* BEGIN Material *

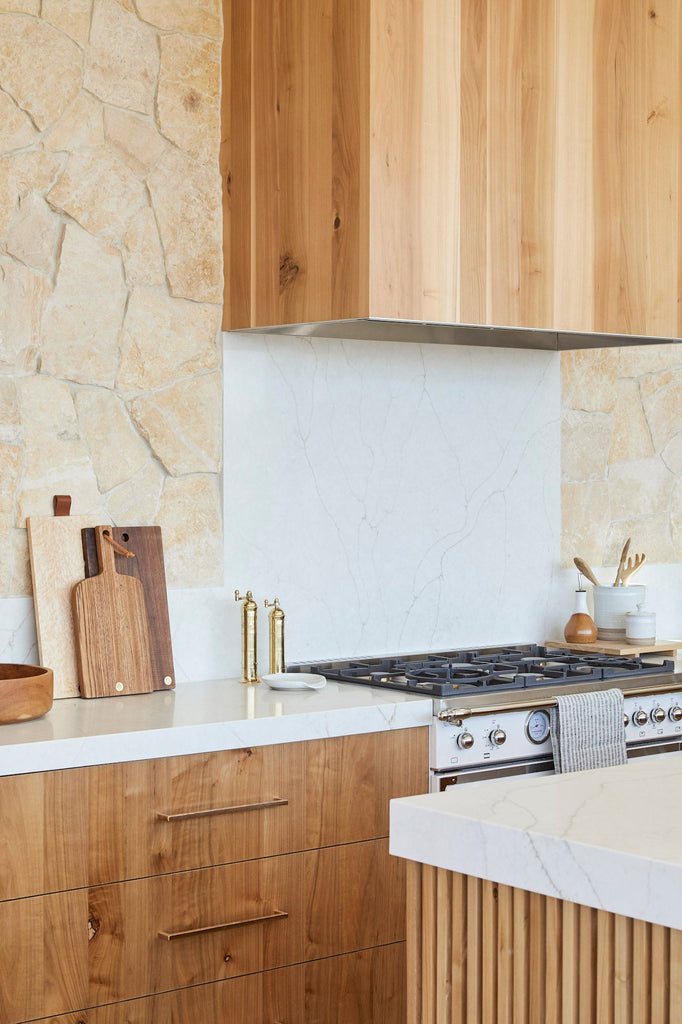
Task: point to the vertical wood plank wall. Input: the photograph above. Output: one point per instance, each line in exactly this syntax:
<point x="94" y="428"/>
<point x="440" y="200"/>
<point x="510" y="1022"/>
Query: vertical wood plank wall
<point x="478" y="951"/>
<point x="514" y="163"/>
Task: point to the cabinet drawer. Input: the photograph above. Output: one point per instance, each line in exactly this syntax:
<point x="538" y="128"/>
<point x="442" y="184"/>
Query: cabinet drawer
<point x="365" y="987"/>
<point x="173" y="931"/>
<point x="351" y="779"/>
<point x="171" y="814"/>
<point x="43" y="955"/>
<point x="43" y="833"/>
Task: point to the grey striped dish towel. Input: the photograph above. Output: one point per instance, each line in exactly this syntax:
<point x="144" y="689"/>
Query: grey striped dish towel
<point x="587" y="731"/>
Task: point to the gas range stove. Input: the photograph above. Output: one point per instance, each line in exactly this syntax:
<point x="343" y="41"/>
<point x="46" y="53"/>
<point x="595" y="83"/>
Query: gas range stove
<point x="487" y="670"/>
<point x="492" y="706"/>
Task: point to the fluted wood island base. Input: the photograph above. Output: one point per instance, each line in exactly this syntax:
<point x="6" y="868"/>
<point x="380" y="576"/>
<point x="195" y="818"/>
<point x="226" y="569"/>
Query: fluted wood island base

* END Material *

▸ **Objective**
Render every line of the entries above as a Markdown table with the columns "Row" and "Line", numbering the rows and skipping blank lines. Omit the pictures.

▸ **Response to this exercise**
| Row | Line |
|---|---|
| 1 | Task: point to the vertical wood plank wall. Input: the photograph above. Output: one point per instance, each line in exactly this syntax: |
| 2 | <point x="94" y="428"/> |
| 3 | <point x="440" y="200"/> |
| 4 | <point x="510" y="1022"/> |
| 5 | Query: vertical wood plank wall |
| 6 | <point x="478" y="951"/> |
| 7 | <point x="514" y="163"/> |
| 8 | Task: point to the cabinet drawer. Input: the photograph above. Output: one point per instance, each line in exactly this syntax: |
| 9 | <point x="538" y="128"/> |
| 10 | <point x="442" y="184"/> |
| 11 | Query: cabinet drawer |
| 12 | <point x="365" y="987"/> |
| 13 | <point x="173" y="931"/> |
| 14 | <point x="351" y="779"/> |
| 15 | <point x="171" y="814"/> |
| 16 | <point x="43" y="955"/> |
| 17 | <point x="43" y="833"/> |
| 18 | Task: point to the grey striped dish towel. Input: the photograph above. Output: one point per instance, each line in exactly this syntax: |
| 19 | <point x="144" y="689"/> |
| 20 | Query: grey striped dish towel |
| 21 | <point x="587" y="731"/> |
| 22 | Task: point to the gas range stove. Input: the photograph above. Output: one point per instance, each line in exactly this syntax: |
| 23 | <point x="343" y="41"/> |
| 24 | <point x="46" y="53"/> |
| 25 | <point x="595" y="83"/> |
| 26 | Query: gas range stove |
| 27 | <point x="487" y="670"/> |
| 28 | <point x="492" y="706"/> |
| 29 | Task: point to the fluted wood island base. Input: the photograph above. Output: one point per instance, each line in exactly this syntax: |
| 30 | <point x="6" y="868"/> |
| 31 | <point x="380" y="576"/> |
| 32 | <point x="195" y="818"/> |
| 33 | <point x="226" y="569"/> |
| 34 | Query: fluted wood island base |